本文:
====

軍事介入の主力でいながら、国民評議会の力量に懐疑的だった米国も、野心を隠さない。「会議の第一目的は評議会の面々と席をともにすること」(ヌーランド国務省報道官)。300億ドル(2兆3千億円)を超す凍結資産の解除を皮切りに復興ビジネスを虎視眈々(こしたんたん)と狙う。

一方、旧宗主国として最大の権益を保持し、軍事介入に及び腰だったイタリアは今、巻き返しに躍起になっている。外資で最大の石油ガス権益を持つエネルギー大手ENIのスカローニ最高経営責任者は8月29日、リビア東部ベンガジを訪ねて評議会側と新たな覚書を結んだ。
生産施設の早期再稼働やガソリンなど石油精製品の無償提供なども申し出た。イタリア・リビア商工会議所の会長は地元紙に「英仏より先にリビアに戻り、巨大市場に入り込まなければならない」と語った。

====

抽出データ:
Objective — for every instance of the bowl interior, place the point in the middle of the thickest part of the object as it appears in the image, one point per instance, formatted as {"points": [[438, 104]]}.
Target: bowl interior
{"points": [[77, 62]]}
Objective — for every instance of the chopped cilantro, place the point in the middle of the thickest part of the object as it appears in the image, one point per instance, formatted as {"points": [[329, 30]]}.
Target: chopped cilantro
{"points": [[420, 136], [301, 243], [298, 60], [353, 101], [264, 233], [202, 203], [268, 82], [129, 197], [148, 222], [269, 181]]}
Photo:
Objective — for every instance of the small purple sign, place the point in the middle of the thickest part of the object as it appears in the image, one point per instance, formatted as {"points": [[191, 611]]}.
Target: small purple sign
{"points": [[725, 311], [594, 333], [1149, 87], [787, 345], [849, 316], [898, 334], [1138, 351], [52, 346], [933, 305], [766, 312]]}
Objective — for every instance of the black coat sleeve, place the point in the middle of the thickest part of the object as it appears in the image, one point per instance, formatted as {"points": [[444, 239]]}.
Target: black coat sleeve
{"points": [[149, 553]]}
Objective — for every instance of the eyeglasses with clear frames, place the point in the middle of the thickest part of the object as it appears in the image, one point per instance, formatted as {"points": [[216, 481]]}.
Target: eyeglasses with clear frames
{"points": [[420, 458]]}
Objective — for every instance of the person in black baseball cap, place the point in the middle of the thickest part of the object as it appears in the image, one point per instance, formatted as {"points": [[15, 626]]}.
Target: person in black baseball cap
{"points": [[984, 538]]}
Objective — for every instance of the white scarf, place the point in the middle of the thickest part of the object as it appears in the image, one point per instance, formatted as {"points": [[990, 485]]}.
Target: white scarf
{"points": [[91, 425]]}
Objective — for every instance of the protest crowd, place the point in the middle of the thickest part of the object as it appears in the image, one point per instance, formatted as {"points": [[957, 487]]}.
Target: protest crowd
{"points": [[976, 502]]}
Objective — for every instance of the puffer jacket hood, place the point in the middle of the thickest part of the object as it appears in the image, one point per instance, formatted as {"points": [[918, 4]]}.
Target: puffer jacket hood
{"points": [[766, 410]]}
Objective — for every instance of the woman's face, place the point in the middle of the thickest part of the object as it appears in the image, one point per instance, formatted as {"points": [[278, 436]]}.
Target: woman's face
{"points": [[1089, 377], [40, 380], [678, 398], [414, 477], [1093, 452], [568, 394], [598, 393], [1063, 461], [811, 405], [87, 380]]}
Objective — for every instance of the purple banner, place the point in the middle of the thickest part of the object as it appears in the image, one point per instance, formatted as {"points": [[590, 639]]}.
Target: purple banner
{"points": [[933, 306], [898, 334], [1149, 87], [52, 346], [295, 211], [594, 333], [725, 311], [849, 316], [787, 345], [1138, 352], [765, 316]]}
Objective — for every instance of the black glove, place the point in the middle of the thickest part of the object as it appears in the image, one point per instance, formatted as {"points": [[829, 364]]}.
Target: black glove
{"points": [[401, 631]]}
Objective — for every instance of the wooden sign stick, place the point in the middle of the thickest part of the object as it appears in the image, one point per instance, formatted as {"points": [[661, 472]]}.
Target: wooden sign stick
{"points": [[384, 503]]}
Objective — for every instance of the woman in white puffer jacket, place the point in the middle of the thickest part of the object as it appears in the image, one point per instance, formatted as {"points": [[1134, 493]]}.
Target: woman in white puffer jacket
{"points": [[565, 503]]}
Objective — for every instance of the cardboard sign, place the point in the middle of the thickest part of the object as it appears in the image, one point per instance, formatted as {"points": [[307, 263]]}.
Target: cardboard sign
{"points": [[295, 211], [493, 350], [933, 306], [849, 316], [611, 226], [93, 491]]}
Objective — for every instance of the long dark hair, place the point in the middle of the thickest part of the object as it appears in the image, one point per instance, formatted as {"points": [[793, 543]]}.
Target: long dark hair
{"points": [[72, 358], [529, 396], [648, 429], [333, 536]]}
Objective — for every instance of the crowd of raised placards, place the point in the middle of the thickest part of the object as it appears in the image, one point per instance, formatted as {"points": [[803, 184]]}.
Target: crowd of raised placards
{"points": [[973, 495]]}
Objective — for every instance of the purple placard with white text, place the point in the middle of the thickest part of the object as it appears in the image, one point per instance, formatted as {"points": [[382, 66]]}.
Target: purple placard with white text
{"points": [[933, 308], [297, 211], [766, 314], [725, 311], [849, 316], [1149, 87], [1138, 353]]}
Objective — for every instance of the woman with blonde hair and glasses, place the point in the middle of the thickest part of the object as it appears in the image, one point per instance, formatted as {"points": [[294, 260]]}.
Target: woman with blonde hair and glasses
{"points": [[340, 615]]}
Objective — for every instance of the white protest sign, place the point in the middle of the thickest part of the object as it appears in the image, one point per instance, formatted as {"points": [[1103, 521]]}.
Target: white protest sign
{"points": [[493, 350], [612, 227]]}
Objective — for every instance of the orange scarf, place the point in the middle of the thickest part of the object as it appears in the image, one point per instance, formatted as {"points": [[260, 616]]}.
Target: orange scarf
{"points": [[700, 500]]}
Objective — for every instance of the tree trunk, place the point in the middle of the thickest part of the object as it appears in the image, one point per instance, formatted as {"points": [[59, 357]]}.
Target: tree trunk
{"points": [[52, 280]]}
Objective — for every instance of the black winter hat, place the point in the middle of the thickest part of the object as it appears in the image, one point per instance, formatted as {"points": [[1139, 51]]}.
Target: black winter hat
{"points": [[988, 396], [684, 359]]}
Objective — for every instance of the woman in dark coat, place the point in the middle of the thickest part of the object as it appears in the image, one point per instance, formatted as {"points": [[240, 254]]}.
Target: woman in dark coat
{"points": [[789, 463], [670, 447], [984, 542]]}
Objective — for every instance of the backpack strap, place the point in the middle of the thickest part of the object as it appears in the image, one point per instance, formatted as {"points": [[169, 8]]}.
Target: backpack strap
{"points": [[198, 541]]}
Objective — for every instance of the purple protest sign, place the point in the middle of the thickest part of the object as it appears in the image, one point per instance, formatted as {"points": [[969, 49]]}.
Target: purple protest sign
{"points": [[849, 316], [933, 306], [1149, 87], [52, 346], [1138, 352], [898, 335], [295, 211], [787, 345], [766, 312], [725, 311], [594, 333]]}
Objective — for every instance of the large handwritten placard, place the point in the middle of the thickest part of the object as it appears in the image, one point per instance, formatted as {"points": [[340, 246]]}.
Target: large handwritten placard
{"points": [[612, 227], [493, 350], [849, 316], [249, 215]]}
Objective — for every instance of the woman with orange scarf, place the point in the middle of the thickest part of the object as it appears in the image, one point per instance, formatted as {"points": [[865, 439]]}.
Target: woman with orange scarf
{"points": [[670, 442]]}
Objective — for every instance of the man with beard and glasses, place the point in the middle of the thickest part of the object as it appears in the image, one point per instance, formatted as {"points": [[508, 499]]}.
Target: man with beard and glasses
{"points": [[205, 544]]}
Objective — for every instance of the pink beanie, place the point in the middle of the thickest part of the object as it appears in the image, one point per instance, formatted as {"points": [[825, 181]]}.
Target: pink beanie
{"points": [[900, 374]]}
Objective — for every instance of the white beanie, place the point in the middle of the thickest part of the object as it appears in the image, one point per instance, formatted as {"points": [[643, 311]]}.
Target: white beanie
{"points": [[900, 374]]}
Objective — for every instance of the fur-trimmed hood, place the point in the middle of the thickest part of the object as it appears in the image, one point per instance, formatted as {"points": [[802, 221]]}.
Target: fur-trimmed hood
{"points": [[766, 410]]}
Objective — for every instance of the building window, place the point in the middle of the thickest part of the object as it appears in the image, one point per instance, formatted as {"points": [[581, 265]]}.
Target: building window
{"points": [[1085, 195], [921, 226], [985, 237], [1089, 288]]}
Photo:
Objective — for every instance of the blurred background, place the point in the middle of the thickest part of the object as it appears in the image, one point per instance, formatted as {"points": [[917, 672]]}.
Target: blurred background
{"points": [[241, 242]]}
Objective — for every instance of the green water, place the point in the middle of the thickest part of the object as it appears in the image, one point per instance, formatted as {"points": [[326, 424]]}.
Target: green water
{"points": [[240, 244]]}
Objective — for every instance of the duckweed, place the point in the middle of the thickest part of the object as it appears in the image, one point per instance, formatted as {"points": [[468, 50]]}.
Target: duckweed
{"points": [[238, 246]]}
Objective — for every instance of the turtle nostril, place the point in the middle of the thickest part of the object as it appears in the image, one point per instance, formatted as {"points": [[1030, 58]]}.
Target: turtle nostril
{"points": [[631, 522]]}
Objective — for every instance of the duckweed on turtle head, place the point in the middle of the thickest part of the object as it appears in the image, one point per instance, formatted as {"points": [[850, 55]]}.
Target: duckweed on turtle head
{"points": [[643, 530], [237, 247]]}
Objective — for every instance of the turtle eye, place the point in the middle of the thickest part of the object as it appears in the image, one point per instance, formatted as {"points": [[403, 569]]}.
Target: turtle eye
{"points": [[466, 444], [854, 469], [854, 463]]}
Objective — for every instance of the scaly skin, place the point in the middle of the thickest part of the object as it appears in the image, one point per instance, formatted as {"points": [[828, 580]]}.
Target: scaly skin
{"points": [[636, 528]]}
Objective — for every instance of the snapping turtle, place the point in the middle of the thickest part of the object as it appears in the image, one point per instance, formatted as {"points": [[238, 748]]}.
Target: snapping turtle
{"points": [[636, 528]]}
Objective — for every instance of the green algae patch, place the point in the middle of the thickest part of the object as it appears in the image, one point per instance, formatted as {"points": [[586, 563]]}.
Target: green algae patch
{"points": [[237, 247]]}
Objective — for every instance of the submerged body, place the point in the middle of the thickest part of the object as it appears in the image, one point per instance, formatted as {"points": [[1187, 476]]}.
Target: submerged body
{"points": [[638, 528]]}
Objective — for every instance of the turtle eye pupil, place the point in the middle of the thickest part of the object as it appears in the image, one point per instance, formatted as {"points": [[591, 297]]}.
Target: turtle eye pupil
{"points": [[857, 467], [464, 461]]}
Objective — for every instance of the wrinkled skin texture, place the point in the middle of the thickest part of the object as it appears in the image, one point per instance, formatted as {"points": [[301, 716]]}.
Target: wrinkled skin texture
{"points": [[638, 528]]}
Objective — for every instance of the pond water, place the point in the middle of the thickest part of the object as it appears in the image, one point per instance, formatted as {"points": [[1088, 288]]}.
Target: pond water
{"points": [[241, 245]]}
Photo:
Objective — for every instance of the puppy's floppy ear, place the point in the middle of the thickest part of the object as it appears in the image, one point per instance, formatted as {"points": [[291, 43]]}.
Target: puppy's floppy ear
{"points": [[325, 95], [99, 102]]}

====

課題要件 1:
本文に固有の名称で登場する組織をすべて挙げてください。
課題要件 2:
リストの「Objective — for every instance of the wrinkled」を含む行から末尾までを、列名「項目」と「値」の2列CSVとして示してください。1件につき1行とし、各フィールドは二重引用符で囲み、改行は空白に置き換えること。

演習結果 1:
- 国民評議会
- 国務省
- ENI
- イタリア・リビア商工会議所

演習結果 2:
項目,値
"Objective — for every instance of the wrinkled skin texture, place the point in the middle of the thickest part of the object as it appears in the image, one point per instance, formatted as {""points"": [[301, 716]]}. Target: wrinkled skin texture","{""points"": [[638, 528]]}"
"Objective — for every instance of the pond water, place the point in the middle of the thickest part of the object as it appears in the image, one point per instance, formatted as {""points"": [[1088, 288]]}. Target: pond water","{""points"": [[241, 245]]}"
"Photo: Objective — for every instance of the puppy's floppy ear, place the point in the middle of the thickest part of the object as it appears in the image, one point per instance, formatted as {""points"": [[291, 43]]}. Target: puppy's floppy ear","{""points"": [[325, 95], [99, 102]]}"